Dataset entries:
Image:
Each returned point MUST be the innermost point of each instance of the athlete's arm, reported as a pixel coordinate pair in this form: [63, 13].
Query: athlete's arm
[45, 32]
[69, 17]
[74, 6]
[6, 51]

→ Your goal
Beginning at the line that contains "Each returned point" and ending at the last line above, copy each line without any change.

→ Response area
Each returned point MUST be the innermost point of each instance of the athlete's arm, reported as a pixel coordinate pair in this form: [63, 13].
Query: athlete's arm
[45, 32]
[69, 17]
[74, 6]
[6, 51]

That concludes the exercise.